→ **Aim**
Only the lines from the line holding "I need to verify whether the tall tree" to the last line should be output, each exactly as given.

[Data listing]
· · · ·
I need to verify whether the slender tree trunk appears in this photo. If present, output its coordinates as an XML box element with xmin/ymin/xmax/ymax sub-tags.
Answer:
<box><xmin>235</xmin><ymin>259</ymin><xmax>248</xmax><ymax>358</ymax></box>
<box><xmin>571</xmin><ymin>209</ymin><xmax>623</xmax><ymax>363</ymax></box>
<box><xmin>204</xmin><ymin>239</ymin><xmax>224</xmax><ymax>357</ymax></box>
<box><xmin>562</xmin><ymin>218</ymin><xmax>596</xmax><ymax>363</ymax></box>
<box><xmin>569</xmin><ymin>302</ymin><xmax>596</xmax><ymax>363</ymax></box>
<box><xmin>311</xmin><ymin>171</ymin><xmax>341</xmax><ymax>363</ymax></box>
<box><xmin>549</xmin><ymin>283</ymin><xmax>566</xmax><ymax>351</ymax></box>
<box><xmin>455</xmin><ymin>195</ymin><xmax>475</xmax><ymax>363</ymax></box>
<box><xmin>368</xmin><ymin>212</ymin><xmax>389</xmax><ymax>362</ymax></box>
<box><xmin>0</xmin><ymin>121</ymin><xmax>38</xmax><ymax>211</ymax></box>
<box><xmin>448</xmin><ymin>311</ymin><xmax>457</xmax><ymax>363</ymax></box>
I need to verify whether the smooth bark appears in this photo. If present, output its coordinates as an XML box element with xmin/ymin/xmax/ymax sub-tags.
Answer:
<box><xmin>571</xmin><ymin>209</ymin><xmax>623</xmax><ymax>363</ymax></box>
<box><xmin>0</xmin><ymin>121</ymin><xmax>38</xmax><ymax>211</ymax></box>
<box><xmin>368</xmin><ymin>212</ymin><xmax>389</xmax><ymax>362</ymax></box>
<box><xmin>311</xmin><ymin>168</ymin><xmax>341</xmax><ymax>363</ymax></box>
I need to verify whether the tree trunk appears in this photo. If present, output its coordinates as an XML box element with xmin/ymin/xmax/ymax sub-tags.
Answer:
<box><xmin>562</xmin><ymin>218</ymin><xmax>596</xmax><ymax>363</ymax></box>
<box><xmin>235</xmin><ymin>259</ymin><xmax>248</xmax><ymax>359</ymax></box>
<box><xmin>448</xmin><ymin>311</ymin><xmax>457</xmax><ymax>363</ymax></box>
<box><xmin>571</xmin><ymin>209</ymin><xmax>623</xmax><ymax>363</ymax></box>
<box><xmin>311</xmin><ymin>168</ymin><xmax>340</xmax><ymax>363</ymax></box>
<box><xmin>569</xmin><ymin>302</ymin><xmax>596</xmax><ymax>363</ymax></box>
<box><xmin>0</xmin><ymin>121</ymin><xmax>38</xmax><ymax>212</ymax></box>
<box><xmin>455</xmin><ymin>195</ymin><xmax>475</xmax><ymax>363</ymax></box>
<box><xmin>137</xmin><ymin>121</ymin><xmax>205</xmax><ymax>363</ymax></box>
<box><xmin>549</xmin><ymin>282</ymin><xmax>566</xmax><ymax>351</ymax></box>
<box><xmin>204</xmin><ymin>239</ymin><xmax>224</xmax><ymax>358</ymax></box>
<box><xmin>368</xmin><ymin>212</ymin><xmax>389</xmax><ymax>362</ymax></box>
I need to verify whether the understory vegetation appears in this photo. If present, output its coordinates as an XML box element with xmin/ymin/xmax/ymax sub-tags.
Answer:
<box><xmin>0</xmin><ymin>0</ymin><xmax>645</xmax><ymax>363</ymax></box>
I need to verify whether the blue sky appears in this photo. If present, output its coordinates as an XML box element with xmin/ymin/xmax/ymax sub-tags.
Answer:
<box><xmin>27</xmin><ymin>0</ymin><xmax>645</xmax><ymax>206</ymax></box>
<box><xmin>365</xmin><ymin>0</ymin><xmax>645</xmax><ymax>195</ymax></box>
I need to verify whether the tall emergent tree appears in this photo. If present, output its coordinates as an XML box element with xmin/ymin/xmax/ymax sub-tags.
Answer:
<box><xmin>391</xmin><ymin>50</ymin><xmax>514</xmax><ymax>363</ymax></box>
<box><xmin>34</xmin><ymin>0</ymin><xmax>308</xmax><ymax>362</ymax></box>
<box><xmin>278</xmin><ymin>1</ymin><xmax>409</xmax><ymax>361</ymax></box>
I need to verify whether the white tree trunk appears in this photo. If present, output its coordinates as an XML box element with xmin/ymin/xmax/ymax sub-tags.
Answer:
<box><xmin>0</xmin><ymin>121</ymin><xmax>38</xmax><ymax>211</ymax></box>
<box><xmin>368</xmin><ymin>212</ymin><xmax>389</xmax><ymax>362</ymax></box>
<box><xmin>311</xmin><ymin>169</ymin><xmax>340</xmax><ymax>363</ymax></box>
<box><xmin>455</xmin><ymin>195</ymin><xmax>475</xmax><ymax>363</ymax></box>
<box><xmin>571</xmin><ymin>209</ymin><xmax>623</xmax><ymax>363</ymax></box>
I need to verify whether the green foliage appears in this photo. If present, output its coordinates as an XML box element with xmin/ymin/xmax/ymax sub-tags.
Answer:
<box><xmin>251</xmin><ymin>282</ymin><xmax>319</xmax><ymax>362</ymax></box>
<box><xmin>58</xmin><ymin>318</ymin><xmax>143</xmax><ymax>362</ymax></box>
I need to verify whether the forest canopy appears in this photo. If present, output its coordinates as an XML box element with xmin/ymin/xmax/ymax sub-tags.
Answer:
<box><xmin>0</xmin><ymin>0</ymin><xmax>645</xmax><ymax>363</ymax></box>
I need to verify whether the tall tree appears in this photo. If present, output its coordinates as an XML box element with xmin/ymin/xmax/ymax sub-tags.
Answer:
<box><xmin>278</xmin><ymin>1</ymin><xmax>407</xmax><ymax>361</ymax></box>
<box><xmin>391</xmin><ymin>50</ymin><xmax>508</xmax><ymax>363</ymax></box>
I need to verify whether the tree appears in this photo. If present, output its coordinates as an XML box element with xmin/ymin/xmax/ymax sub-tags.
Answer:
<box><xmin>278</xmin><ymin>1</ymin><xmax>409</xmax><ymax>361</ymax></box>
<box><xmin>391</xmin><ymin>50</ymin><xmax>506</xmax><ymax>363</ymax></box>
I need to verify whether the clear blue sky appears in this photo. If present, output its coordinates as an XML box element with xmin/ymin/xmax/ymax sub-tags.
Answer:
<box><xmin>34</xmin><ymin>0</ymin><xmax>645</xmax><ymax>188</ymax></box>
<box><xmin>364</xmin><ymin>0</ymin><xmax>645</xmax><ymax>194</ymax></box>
· · · ·
→ **Output**
I need to verify whether the tall tree appears in this photo. If present, output its coordinates as an XML box element with xmin/ymin/xmax/ymax sub-tags.
Answer:
<box><xmin>278</xmin><ymin>1</ymin><xmax>407</xmax><ymax>361</ymax></box>
<box><xmin>391</xmin><ymin>50</ymin><xmax>508</xmax><ymax>363</ymax></box>
I need to verify whether the tree appears in this photo. If present, output its coordinates as an XML box element with xmin/ymin/xmax/ymax sub-tags.
Answer:
<box><xmin>278</xmin><ymin>1</ymin><xmax>409</xmax><ymax>361</ymax></box>
<box><xmin>391</xmin><ymin>50</ymin><xmax>506</xmax><ymax>363</ymax></box>
I need to verify whether the clear blue sky appears in this photo. If present, output its coordinates as an XML box element with xmin/ymin/xmax/ymax sub-tags.
Answer:
<box><xmin>34</xmin><ymin>0</ymin><xmax>645</xmax><ymax>188</ymax></box>
<box><xmin>364</xmin><ymin>0</ymin><xmax>645</xmax><ymax>194</ymax></box>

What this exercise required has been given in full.